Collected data
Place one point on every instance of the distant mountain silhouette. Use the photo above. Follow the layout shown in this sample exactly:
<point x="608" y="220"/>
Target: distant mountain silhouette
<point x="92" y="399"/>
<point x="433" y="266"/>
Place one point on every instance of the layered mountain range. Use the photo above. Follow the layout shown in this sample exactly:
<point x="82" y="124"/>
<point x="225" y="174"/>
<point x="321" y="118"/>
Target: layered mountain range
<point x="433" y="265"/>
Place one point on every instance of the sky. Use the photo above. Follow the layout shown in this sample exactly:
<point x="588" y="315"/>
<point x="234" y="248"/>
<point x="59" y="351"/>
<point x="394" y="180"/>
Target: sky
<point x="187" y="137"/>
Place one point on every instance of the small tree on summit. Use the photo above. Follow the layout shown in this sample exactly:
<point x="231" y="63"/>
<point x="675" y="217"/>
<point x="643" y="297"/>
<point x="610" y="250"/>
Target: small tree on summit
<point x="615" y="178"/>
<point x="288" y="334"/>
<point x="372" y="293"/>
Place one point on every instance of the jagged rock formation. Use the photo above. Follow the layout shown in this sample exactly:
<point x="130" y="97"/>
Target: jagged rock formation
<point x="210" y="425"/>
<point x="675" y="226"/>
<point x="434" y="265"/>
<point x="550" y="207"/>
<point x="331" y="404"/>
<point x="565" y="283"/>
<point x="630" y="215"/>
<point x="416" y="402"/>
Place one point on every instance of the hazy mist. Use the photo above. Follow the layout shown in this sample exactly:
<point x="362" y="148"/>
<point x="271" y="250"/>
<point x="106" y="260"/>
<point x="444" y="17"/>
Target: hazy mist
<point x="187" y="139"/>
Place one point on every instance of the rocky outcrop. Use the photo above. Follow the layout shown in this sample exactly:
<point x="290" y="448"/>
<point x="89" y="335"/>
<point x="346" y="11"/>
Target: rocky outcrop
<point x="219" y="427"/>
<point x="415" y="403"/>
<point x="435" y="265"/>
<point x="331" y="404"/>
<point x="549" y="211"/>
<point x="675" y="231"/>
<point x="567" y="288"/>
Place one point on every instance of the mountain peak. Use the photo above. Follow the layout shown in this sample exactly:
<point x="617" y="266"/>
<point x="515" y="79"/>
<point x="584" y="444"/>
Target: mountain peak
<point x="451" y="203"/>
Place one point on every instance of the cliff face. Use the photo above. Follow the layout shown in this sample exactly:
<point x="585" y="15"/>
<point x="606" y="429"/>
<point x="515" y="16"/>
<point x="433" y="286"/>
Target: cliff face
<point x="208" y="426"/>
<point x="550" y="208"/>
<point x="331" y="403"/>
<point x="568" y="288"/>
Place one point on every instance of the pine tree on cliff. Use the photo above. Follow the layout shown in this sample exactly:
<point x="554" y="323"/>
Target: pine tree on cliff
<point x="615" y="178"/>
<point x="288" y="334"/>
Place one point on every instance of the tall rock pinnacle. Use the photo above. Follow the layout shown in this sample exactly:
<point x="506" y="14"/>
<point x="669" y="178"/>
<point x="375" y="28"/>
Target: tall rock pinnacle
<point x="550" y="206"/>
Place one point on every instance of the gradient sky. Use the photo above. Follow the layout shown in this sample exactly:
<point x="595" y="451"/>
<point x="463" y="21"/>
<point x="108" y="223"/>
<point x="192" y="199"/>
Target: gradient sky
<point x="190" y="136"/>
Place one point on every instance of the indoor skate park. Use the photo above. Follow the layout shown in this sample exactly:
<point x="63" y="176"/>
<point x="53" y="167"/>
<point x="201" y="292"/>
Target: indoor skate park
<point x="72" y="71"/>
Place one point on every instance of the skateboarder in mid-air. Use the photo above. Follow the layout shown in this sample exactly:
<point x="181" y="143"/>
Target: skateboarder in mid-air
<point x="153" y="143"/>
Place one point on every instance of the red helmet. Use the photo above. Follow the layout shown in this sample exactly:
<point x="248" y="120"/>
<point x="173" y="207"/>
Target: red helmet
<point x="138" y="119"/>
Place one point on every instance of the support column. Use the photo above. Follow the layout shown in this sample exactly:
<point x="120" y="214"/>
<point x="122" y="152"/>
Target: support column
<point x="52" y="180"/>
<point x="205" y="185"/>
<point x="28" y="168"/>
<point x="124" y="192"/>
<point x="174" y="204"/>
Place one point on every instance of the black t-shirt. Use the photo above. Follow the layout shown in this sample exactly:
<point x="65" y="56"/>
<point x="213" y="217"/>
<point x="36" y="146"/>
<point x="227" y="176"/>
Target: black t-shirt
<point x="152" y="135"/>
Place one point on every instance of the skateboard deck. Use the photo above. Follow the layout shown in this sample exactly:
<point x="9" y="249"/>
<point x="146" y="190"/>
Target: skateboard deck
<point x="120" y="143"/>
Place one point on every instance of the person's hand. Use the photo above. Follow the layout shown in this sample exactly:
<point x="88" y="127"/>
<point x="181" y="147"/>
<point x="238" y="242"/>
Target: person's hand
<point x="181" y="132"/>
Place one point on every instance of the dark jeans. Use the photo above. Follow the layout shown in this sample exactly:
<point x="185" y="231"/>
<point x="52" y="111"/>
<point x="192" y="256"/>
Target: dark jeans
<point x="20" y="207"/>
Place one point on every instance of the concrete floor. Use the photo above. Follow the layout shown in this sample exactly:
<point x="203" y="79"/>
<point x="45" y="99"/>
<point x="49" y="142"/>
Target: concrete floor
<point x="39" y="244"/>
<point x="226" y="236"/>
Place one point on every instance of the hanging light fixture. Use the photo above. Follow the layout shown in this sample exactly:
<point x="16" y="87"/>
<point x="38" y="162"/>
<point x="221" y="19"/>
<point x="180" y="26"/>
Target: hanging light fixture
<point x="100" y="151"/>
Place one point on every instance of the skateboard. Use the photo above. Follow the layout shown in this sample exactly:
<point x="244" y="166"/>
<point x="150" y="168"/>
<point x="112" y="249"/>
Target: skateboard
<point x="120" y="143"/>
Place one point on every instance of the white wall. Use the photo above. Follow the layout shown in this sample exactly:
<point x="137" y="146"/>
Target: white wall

* _Directions_
The data should be written out again in full, exactly as it stands.

* _Exercise output_
Place one point on every instance of the distant mountain silhouette. Use the photo above. Follow the layout shown in this sample exactly:
<point x="608" y="220"/>
Target: distant mountain silhouette
<point x="92" y="399"/>
<point x="433" y="266"/>
Place one point on every instance of the layered mountain range. Use the photo above. Follow the layout shown in this sample exactly:
<point x="82" y="124"/>
<point x="225" y="174"/>
<point x="321" y="118"/>
Target: layered mountain range
<point x="433" y="265"/>
Place one point on every instance of the sky. Use the photo above. Follow the layout shown in this sample exactly:
<point x="588" y="315"/>
<point x="234" y="248"/>
<point x="59" y="351"/>
<point x="394" y="180"/>
Target: sky
<point x="187" y="137"/>
Place one point on every instance of the small tree on summit. Use the photo above. Follow the layout shown in this sample exactly:
<point x="231" y="63"/>
<point x="675" y="217"/>
<point x="643" y="297"/>
<point x="610" y="250"/>
Target: small tree on summit
<point x="615" y="178"/>
<point x="288" y="334"/>
<point x="372" y="293"/>
Place one point on every instance of the jagged rock formation. Use the photo above. Follow the layout shown in this sample exactly:
<point x="130" y="97"/>
Target: jagged rock formation
<point x="210" y="425"/>
<point x="675" y="226"/>
<point x="434" y="265"/>
<point x="550" y="207"/>
<point x="331" y="404"/>
<point x="565" y="283"/>
<point x="630" y="215"/>
<point x="416" y="402"/>
Place one point on every instance of the hazy mist. Use the photo above. Follow the layout shown in this sample exactly:
<point x="362" y="148"/>
<point x="271" y="250"/>
<point x="106" y="260"/>
<point x="444" y="17"/>
Target: hazy mist
<point x="187" y="139"/>
Place one point on every instance of the rocky outcrop. Use the photo above. Follow the layout shown in this sample exactly:
<point x="290" y="448"/>
<point x="89" y="335"/>
<point x="346" y="11"/>
Target: rocky outcrop
<point x="219" y="427"/>
<point x="415" y="403"/>
<point x="435" y="265"/>
<point x="331" y="404"/>
<point x="549" y="211"/>
<point x="675" y="231"/>
<point x="567" y="288"/>
Place one point on every instance of the mountain peak. Use the photo above. Follow the layout shown in this sample exactly:
<point x="617" y="266"/>
<point x="515" y="79"/>
<point x="584" y="444"/>
Target: mountain peak
<point x="451" y="203"/>
Place one point on every instance of the cliff face. Use the photo above. Follow the layout shown in this sample exactly:
<point x="585" y="15"/>
<point x="606" y="429"/>
<point x="515" y="16"/>
<point x="433" y="286"/>
Target: cliff face
<point x="208" y="426"/>
<point x="550" y="208"/>
<point x="331" y="403"/>
<point x="568" y="288"/>
Place one point on every instance of the pine tree on cliff. Use the photo above. Follow the layout shown in this sample exactly:
<point x="554" y="323"/>
Target: pine tree on cliff
<point x="615" y="178"/>
<point x="288" y="334"/>
Place one point on every instance of the tall rock pinnacle. Use the photo above. Follow the layout shown in this sample exactly:
<point x="506" y="14"/>
<point x="669" y="178"/>
<point x="375" y="28"/>
Target: tall rock pinnacle
<point x="550" y="206"/>
Place one point on every instance of the gradient sky. Use the photo above. Follow the layout shown in this sample exactly:
<point x="595" y="451"/>
<point x="463" y="21"/>
<point x="108" y="223"/>
<point x="192" y="199"/>
Target: gradient sky
<point x="190" y="136"/>
Place one point on every instance of the indoor skate park. Use the photo above. Follow the layout shown in this sample exactly:
<point x="63" y="176"/>
<point x="53" y="167"/>
<point x="201" y="292"/>
Target: indoor skate park
<point x="72" y="71"/>
Place one point on every instance of the skateboarder in mid-air. Use the photo above. Follow the layout shown in this sample exactly:
<point x="181" y="143"/>
Target: skateboarder in mid-air
<point x="153" y="143"/>
Place one point on every instance of the red helmet. Use the photo above. Follow the layout shown in this sample exactly:
<point x="248" y="120"/>
<point x="173" y="207"/>
Target: red helmet
<point x="138" y="119"/>
Place one point on every instance of the support column. Use the photo above. Follow the layout shown in this sample exactly:
<point x="120" y="214"/>
<point x="122" y="152"/>
Target: support column
<point x="52" y="180"/>
<point x="205" y="185"/>
<point x="28" y="168"/>
<point x="124" y="192"/>
<point x="174" y="204"/>
Place one point on every instance of the black t-shirt. Use the photo above. Follow the layout shown in this sample exactly:
<point x="65" y="56"/>
<point x="213" y="217"/>
<point x="36" y="146"/>
<point x="227" y="176"/>
Target: black t-shirt
<point x="152" y="135"/>
Place one point on every instance of the skateboard deck. Use the photo above. Follow the layout shown in this sample exactly:
<point x="9" y="249"/>
<point x="146" y="190"/>
Target: skateboard deck
<point x="120" y="143"/>
Place one point on every instance of the person's hand. Use the photo above. Follow the layout shown in this sample exactly:
<point x="88" y="127"/>
<point x="181" y="147"/>
<point x="238" y="242"/>
Target: person's hand
<point x="181" y="132"/>
Place one point on every instance of the dark jeans. Use the photo above. Follow the layout shown in this sample exactly:
<point x="185" y="231"/>
<point x="52" y="111"/>
<point x="192" y="256"/>
Target: dark jeans
<point x="20" y="207"/>
Place one point on every instance of the concrete floor. Use the photo above. Follow the layout shown in this sample exactly:
<point x="203" y="79"/>
<point x="45" y="99"/>
<point x="49" y="142"/>
Target: concrete floor
<point x="39" y="244"/>
<point x="226" y="236"/>
Place one point on every instance of the hanging light fixture. Use the photo above. Follow the layout shown in this sample exactly:
<point x="16" y="87"/>
<point x="38" y="162"/>
<point x="221" y="19"/>
<point x="180" y="26"/>
Target: hanging light fixture
<point x="100" y="151"/>
Place one point on every instance of the skateboard. Use the photo above. Follow the layout shown in this sample exactly:
<point x="244" y="166"/>
<point x="150" y="168"/>
<point x="112" y="249"/>
Target: skateboard
<point x="120" y="143"/>
Place one point on every instance of the white wall. Use the photo above. Follow the layout shown in this sample exactly:
<point x="137" y="146"/>
Target: white wall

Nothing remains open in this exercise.